Task to complete -> Render everything below, from the first of the rows down to the line that contains "x=192, y=121", as a Markdown table with the columns No. and Line. Skip blank lines, and leave the pictures out.

Material provided ->
+ + + +

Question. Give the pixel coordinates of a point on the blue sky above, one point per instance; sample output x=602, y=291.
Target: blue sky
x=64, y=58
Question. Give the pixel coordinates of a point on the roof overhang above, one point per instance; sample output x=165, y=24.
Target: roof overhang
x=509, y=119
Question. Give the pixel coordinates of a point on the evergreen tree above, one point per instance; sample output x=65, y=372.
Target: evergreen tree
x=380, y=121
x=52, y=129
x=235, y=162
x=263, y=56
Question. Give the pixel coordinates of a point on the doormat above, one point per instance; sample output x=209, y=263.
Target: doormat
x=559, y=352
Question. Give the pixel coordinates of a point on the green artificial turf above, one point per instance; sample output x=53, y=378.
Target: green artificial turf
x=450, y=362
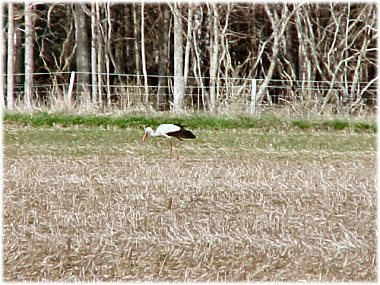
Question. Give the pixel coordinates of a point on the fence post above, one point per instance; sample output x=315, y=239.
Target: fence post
x=71, y=87
x=253, y=96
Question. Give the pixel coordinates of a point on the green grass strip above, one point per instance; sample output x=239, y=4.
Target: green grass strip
x=192, y=121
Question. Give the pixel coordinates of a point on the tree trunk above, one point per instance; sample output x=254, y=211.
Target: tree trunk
x=10, y=60
x=94, y=33
x=29, y=63
x=214, y=49
x=136, y=34
x=163, y=58
x=143, y=61
x=82, y=56
x=178, y=60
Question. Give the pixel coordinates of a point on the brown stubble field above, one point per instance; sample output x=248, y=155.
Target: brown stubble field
x=242, y=205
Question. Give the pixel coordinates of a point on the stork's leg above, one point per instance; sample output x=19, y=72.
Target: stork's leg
x=179, y=146
x=170, y=148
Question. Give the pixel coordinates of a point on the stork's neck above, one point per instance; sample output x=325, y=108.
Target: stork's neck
x=153, y=133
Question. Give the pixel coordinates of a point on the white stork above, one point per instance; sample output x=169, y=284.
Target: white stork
x=169, y=131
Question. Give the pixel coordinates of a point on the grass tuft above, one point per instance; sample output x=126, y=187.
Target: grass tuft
x=196, y=121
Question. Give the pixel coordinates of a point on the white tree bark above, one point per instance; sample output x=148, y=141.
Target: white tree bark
x=143, y=61
x=29, y=62
x=188, y=41
x=82, y=57
x=214, y=52
x=94, y=33
x=10, y=59
x=178, y=60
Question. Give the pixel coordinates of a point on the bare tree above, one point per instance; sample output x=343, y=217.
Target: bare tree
x=143, y=61
x=214, y=52
x=178, y=59
x=163, y=56
x=29, y=62
x=82, y=56
x=10, y=60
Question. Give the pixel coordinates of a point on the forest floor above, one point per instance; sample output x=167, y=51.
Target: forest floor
x=89, y=203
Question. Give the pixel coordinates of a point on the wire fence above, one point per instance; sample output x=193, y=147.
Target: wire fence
x=232, y=93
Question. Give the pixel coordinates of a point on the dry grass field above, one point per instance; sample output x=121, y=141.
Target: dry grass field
x=90, y=204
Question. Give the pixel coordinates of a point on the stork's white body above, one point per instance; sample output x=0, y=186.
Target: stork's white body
x=163, y=130
x=168, y=131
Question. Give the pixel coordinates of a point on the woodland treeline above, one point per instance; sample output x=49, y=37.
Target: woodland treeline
x=171, y=55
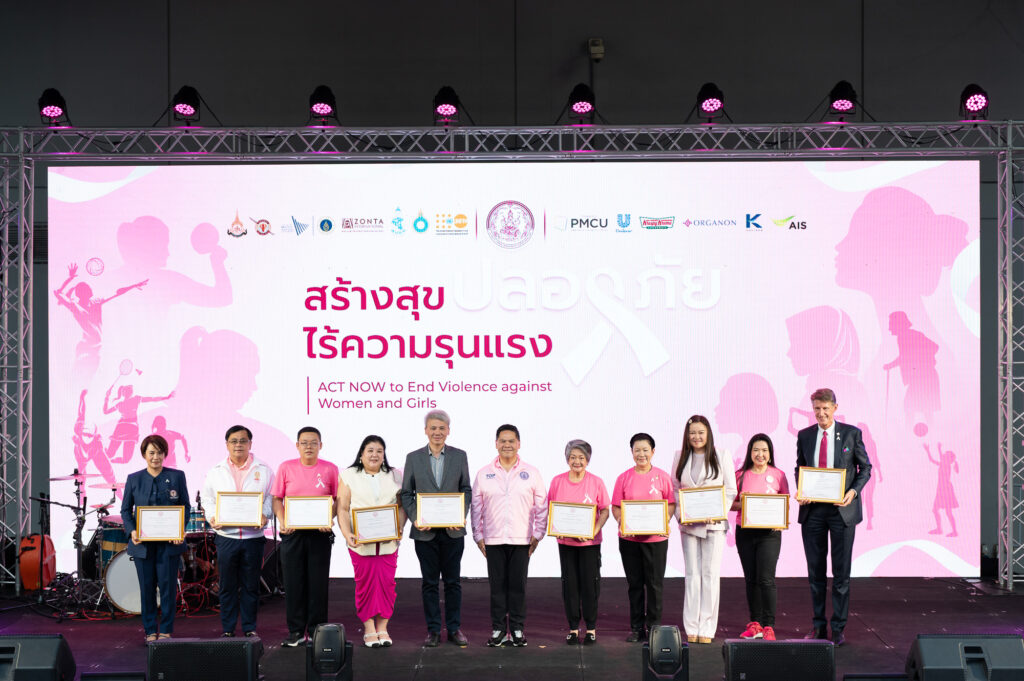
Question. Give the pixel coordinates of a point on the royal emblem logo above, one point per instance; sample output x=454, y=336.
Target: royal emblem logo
x=510, y=224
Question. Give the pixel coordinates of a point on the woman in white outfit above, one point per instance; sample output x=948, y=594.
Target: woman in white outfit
x=700, y=465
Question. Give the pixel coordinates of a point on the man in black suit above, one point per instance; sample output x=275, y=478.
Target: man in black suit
x=830, y=444
x=438, y=468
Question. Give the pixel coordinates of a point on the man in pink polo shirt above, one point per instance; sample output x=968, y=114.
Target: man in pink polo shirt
x=305, y=554
x=510, y=515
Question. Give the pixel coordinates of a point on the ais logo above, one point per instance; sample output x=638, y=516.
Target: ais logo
x=791, y=223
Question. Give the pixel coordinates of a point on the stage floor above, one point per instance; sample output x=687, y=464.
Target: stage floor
x=886, y=614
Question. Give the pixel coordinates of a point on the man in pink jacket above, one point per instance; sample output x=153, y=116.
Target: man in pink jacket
x=510, y=515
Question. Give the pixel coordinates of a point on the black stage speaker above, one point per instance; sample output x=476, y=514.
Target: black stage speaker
x=665, y=655
x=205, y=660
x=966, y=657
x=329, y=654
x=42, y=657
x=778, y=661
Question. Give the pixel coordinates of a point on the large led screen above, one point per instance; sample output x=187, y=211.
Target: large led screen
x=576, y=300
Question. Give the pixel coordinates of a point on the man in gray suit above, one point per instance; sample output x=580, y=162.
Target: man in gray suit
x=438, y=467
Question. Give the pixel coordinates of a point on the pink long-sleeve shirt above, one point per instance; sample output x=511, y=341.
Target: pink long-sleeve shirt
x=509, y=507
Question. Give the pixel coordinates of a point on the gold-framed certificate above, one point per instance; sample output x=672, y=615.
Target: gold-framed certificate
x=821, y=484
x=702, y=504
x=646, y=516
x=376, y=523
x=764, y=511
x=440, y=509
x=571, y=520
x=160, y=523
x=308, y=512
x=240, y=509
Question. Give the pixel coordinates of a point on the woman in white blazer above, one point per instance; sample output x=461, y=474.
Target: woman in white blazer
x=700, y=465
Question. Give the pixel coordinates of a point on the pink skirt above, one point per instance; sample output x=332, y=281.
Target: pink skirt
x=374, y=585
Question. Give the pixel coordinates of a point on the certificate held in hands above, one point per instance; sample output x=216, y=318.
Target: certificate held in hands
x=160, y=523
x=308, y=512
x=376, y=523
x=821, y=484
x=765, y=511
x=701, y=504
x=240, y=509
x=644, y=517
x=440, y=509
x=571, y=520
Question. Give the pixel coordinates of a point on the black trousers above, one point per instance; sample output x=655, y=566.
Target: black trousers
x=759, y=555
x=239, y=563
x=305, y=559
x=507, y=567
x=821, y=525
x=644, y=565
x=440, y=558
x=581, y=583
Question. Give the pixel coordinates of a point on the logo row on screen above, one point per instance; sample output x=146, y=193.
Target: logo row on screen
x=509, y=224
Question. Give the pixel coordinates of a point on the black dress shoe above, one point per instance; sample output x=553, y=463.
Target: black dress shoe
x=458, y=638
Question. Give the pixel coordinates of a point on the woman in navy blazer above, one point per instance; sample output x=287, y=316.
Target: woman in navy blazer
x=156, y=562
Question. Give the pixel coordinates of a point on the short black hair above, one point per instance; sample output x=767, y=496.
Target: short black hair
x=509, y=427
x=235, y=429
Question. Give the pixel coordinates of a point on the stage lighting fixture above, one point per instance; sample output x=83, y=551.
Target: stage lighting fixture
x=582, y=107
x=186, y=104
x=52, y=108
x=323, y=104
x=974, y=102
x=446, y=107
x=843, y=99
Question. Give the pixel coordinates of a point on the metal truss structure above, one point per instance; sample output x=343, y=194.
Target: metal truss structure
x=22, y=149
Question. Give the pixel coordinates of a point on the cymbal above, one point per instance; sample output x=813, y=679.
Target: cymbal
x=108, y=485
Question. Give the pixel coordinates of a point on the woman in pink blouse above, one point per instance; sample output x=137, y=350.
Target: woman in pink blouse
x=759, y=549
x=581, y=558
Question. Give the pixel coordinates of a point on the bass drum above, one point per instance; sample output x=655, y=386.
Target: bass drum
x=121, y=582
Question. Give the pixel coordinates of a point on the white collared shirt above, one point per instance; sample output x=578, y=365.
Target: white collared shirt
x=830, y=457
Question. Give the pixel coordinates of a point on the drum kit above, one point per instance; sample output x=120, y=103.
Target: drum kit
x=105, y=581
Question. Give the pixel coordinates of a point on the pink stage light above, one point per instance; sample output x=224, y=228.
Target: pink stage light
x=322, y=109
x=446, y=110
x=583, y=108
x=711, y=105
x=976, y=102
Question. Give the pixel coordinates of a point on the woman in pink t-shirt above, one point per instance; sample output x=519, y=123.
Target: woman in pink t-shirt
x=644, y=556
x=581, y=558
x=759, y=548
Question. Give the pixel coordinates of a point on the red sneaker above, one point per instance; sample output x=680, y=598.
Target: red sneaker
x=753, y=631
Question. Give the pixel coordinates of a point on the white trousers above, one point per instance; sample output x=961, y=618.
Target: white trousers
x=702, y=558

+ + + +

Written reply ->
| No. | Line |
|---|---|
| 1 | Question. Give the pixel coordinates of a point on the blue sky above, one point per instance; sample output x=602, y=291. |
| 2 | Target: blue sky |
| 3 | x=64, y=58 |
| 4 | Question. Give the pixel coordinates of a point on the roof overhang above, one point per instance; sample output x=165, y=24. |
| 5 | Target: roof overhang |
| 6 | x=509, y=119 |
| 7 | Question. Give the pixel coordinates of a point on the evergreen tree above, one point per instance; sample output x=65, y=372. |
| 8 | Target: evergreen tree |
| 9 | x=380, y=121 |
| 10 | x=52, y=129 |
| 11 | x=235, y=162 |
| 12 | x=263, y=56 |
| 13 | Question. Give the pixel coordinates of a point on the doormat above, one point per instance; sample output x=209, y=263. |
| 14 | Target: doormat |
| 15 | x=559, y=352 |
| 16 | Question. Give the pixel coordinates of a point on the green artificial turf above, one point per instance; sample output x=53, y=378. |
| 17 | Target: green artificial turf |
| 18 | x=450, y=362 |
| 19 | Question. Give the pixel coordinates of a point on the fence post above, one point per instance; sample output x=315, y=239. |
| 20 | Target: fence post |
| 21 | x=71, y=87 |
| 22 | x=253, y=96 |
| 23 | Question. Give the pixel coordinates of a point on the green grass strip above, one point per instance; sample output x=239, y=4. |
| 24 | Target: green grass strip |
| 25 | x=192, y=121 |